__Input data__

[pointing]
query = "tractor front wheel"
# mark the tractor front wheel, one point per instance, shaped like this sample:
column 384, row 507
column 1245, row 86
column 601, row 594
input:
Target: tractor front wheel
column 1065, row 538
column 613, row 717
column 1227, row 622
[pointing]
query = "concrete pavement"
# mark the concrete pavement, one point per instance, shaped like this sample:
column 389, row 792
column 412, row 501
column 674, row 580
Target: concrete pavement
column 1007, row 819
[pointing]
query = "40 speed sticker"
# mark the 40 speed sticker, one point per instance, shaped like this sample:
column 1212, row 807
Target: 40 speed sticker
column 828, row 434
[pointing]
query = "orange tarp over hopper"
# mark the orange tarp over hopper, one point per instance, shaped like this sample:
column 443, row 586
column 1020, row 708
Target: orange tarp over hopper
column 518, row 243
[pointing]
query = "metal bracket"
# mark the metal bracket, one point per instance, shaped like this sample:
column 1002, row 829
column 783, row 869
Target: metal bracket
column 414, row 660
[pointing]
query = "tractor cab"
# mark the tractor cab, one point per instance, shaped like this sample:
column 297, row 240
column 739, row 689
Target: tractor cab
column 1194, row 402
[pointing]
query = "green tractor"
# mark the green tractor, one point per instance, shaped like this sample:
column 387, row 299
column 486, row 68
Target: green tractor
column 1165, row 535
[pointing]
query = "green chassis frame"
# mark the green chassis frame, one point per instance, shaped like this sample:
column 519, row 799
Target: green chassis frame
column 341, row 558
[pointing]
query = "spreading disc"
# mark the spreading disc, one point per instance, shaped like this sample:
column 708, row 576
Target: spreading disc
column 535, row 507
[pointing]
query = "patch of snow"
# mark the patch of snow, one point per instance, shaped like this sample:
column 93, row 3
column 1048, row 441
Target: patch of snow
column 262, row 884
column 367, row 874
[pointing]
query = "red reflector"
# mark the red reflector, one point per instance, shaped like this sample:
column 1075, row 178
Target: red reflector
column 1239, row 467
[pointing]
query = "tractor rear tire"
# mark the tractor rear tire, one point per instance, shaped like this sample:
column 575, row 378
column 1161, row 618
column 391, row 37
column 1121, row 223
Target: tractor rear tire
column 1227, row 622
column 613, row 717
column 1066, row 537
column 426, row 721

__Exercise requirements__
Retype the material in full, character for character.

__Solution to this exercise__
[pointing]
query = "tractor front wheel"
# mark the tractor front wheel, one point per instance, shaped like this sample:
column 384, row 507
column 1245, row 86
column 601, row 594
input:
Target: tractor front wheel
column 1065, row 538
column 613, row 717
column 1227, row 622
[pointing]
query = "concrete pavement"
# mark the concrete pavement, one point per instance, shaped like this sample:
column 389, row 792
column 412, row 501
column 674, row 580
Target: concrete pavement
column 1007, row 819
[pointing]
query = "40 speed sticker"
# mark the 40 speed sticker, one point per instance, shaped like this sample:
column 1212, row 807
Target: 40 speed sticker
column 828, row 434
[pointing]
query = "orange tarp over hopper"
# mark the orange tarp over hopper, one point per instance, shaped like this sample:
column 443, row 586
column 1020, row 708
Target: orange tarp over hopper
column 518, row 243
[pointing]
query = "metal bracket"
# mark the metal bracket, one point per instance, shaped like this sample:
column 1002, row 829
column 783, row 869
Target: metal bracket
column 414, row 660
[pointing]
query = "tractor cab"
# mark the tractor cab, one point per instance, shaped like this sample:
column 297, row 240
column 739, row 689
Target: tractor cab
column 1194, row 402
[pointing]
query = "green tractor"
# mark the green tractor, one point per instance, shaped like this sample:
column 387, row 299
column 486, row 68
Target: green tractor
column 1165, row 535
[pointing]
query = "green chassis frame"
# mark the green chassis frame, one point per instance, shaped like this sample:
column 519, row 799
Target: green chassis frame
column 341, row 558
[pointing]
query = "spreading disc"
# mark the spreading disc, one point per instance, shaped like this sample:
column 708, row 576
Target: spreading disc
column 535, row 507
[pointing]
query = "patch of snow"
# mark the patch of snow, one point per instance, shaped like this sample:
column 93, row 3
column 1048, row 441
Target: patch of snow
column 262, row 884
column 367, row 874
[pointing]
query = "red reflector"
# mark the red reflector, one point per instance, shaped like this sample:
column 1075, row 178
Target: red reflector
column 1239, row 467
[pointing]
query = "tractor rear tire"
# mark the tractor rear tire, one point per instance, shaped like this sample:
column 575, row 378
column 1161, row 618
column 391, row 37
column 1121, row 223
Target: tractor rear tire
column 1227, row 622
column 613, row 717
column 1066, row 537
column 426, row 721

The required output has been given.